◆ What needs to be done: All the lines below need to be transcribed exactly. Pictures get left out.

◆ Data excerpts:
--------------------
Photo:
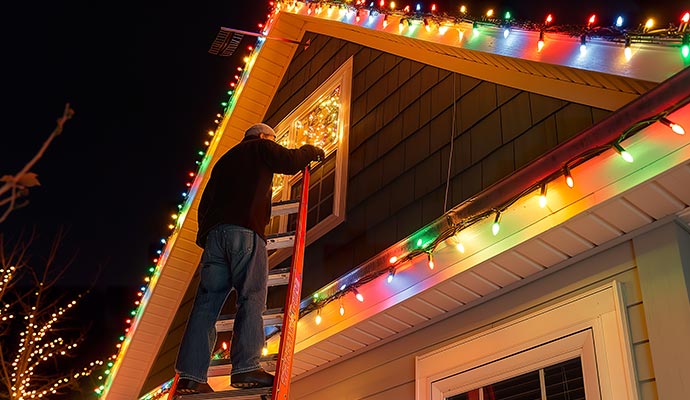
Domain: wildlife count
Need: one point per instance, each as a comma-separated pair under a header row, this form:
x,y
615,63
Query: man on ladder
x,y
233,212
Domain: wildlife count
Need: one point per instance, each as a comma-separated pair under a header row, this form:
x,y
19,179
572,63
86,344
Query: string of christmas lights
x,y
37,344
426,246
433,20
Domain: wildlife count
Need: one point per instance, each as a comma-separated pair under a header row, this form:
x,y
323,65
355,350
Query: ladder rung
x,y
271,317
223,367
238,394
280,240
277,277
284,207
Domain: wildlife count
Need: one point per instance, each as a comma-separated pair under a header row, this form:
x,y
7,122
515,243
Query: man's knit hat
x,y
258,129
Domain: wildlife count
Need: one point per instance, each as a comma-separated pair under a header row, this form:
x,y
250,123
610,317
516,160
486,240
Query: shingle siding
x,y
403,115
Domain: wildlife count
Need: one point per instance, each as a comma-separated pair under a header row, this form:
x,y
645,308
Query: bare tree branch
x,y
35,332
17,186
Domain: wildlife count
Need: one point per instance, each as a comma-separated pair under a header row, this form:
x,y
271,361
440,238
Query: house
x,y
440,142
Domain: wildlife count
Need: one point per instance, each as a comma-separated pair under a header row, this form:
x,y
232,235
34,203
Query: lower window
x,y
562,381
--------------------
◆ Worked solution:
Photo:
Domain: wildlife count
Need: one point per instance, each as a comma-separated pair under a header row, this form:
x,y
615,63
Query: man on ladder
x,y
233,212
Domain: wildlife count
Need: one point per instance, each as a comma-separated pair under a header row, this form:
x,y
19,179
572,63
86,344
Query: string of christmas lights
x,y
37,344
426,246
433,20
Domain: wildlife count
Need: one point per instance, each as a comma-separated pair under a header row, this form:
x,y
323,65
355,350
Query: ladder rung
x,y
271,317
223,367
238,394
280,240
277,277
284,207
Domain: wildlife count
Need: one point per instance, each as a comma-separated pair under a header row, this form:
x,y
7,122
515,243
Query: man's knit hat
x,y
258,129
Domain: wildlife count
Need: one point per instance, each as a comma-separated pair under a header row, this form:
x,y
250,123
610,317
516,160
486,240
Query: shingle siding
x,y
403,115
Domain: wildlife count
Need: one point per instance, each as a comma-separated pair under a header row, this form:
x,y
645,308
Query: bare tree branch
x,y
35,332
17,186
Domain: wildlife count
Need: one point per instance, each as a comma-separated pair under a header row, this form:
x,y
271,361
440,238
Query: house
x,y
440,142
Domain: wildlife count
Need: one point per instance, each as a comma-separated pair under a header row, this form:
x,y
232,235
34,203
Query: lower window
x,y
562,381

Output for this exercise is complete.